Begin Data for the task

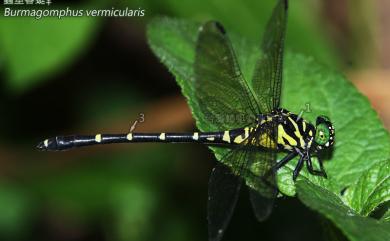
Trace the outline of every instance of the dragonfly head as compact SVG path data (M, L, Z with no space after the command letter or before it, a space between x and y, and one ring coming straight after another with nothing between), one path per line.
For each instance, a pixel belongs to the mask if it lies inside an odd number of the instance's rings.
M318 116L314 141L317 151L329 148L334 144L334 127L326 116Z

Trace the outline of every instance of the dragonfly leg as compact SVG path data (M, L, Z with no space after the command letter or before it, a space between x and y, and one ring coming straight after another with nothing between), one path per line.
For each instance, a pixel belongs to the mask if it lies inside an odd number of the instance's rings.
M272 173L277 172L280 168L282 168L284 165L286 165L291 159L296 157L298 153L296 152L290 152L287 154L282 160L278 161L275 165L273 165L263 176L264 179L267 179Z
M322 160L321 160L319 157L318 157L318 162L320 163L320 171L314 170L314 168L313 168L313 163L312 163L312 161L311 161L311 157L310 157L310 155L308 155L308 157L307 157L307 159L306 159L307 170L308 170L309 173L312 174L312 175L323 176L323 177L327 178L328 176L326 175L324 166L323 166L323 164L322 164Z
M294 169L294 172L293 172L293 180L294 181L297 180L299 172L302 170L304 161L305 161L304 157L301 156L301 158L299 158L298 164L295 166L295 169Z
M276 172L277 170L279 170L281 167L283 167L284 165L286 165L289 161L291 161L291 159L293 159L294 157L296 157L298 155L298 153L296 152L290 152L288 155L286 155L282 160L280 160L279 162L277 162L271 169L270 171L273 171L273 172Z

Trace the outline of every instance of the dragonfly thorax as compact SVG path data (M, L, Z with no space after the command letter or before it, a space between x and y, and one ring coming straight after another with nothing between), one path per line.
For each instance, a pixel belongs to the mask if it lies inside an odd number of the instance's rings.
M260 125L272 123L277 133L278 150L308 150L311 148L316 134L315 127L301 116L282 108L273 110L261 117Z

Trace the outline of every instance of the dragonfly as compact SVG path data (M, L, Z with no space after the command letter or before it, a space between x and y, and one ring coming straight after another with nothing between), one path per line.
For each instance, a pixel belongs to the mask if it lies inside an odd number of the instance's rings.
M199 28L194 61L194 101L217 130L191 133L136 133L130 130L124 134L56 136L40 142L37 148L60 151L98 144L140 142L201 143L223 148L220 162L209 179L209 240L222 239L245 180L252 180L248 186L256 218L259 221L267 219L278 194L277 171L299 157L292 173L293 180L305 164L310 174L326 178L319 154L331 148L335 138L328 117L318 116L316 123L311 124L301 114L280 107L287 10L287 0L279 0L266 25L262 55L257 60L251 82L241 73L224 27L217 21L209 21ZM224 118L227 115L239 118ZM286 153L279 161L278 152ZM313 156L317 156L319 170L313 167Z

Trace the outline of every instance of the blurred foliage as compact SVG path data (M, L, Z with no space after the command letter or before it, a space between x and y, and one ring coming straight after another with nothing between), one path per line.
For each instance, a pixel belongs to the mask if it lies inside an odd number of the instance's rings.
M10 91L21 92L66 69L93 39L96 18L4 18L0 51Z

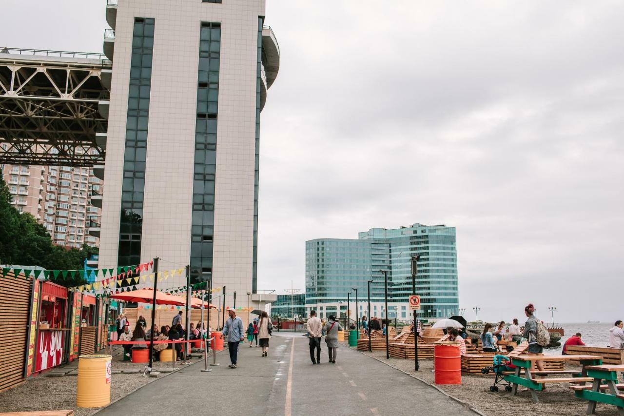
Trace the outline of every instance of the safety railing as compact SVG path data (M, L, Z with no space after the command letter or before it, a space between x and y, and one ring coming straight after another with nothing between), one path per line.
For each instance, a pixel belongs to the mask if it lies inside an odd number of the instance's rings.
M112 30L112 29L110 29ZM32 56L52 56L57 57L76 57L87 59L104 59L106 56L104 54L91 53L90 52L72 52L69 51L50 51L47 49L28 49L22 47L3 47L0 49L0 57L2 54L12 54L15 55L31 55Z

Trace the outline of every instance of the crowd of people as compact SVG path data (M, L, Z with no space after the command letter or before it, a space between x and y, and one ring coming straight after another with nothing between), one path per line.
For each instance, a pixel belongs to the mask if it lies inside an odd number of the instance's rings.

End Data for the task

* _What to produce_
Format the lines from the one holding "Trace the outline of every instance of the safety" through the end of the entries, inclusive, as a Markdown table with the columns Row and Line. Number each line in Row and leave out any blank lines.

* _Solution for this exercise_
| Row | Line |
|---|---|
| 1 | Trace the outline of every instance of the safety railing as compact SVG path data (M, L, Z with no space after the command letter or before it, a space between x and y, and one ring coming straight after another with nothing between), one path per line. |
| 2 | For each instance, a pixel belongs to the mask if it lies inside an odd number of the instance's rings. |
| 3 | M112 30L112 29L110 29ZM32 56L52 56L57 57L76 57L87 59L104 59L106 56L104 54L91 53L90 52L72 52L69 51L50 51L47 49L28 49L22 47L3 47L0 49L0 57L2 54L12 54L15 55L31 55Z |
| 4 | Trace the outline of every instance of the crowd of people as compact SVG path data (M, L, Z with no space after the command letter or before it, a space between x and y, and one ring coming straight after another with nothing between), one path per line. |
| 5 | For each instance, a pixel belongs to the mask if it lies inside an odd number of the instance's rings. |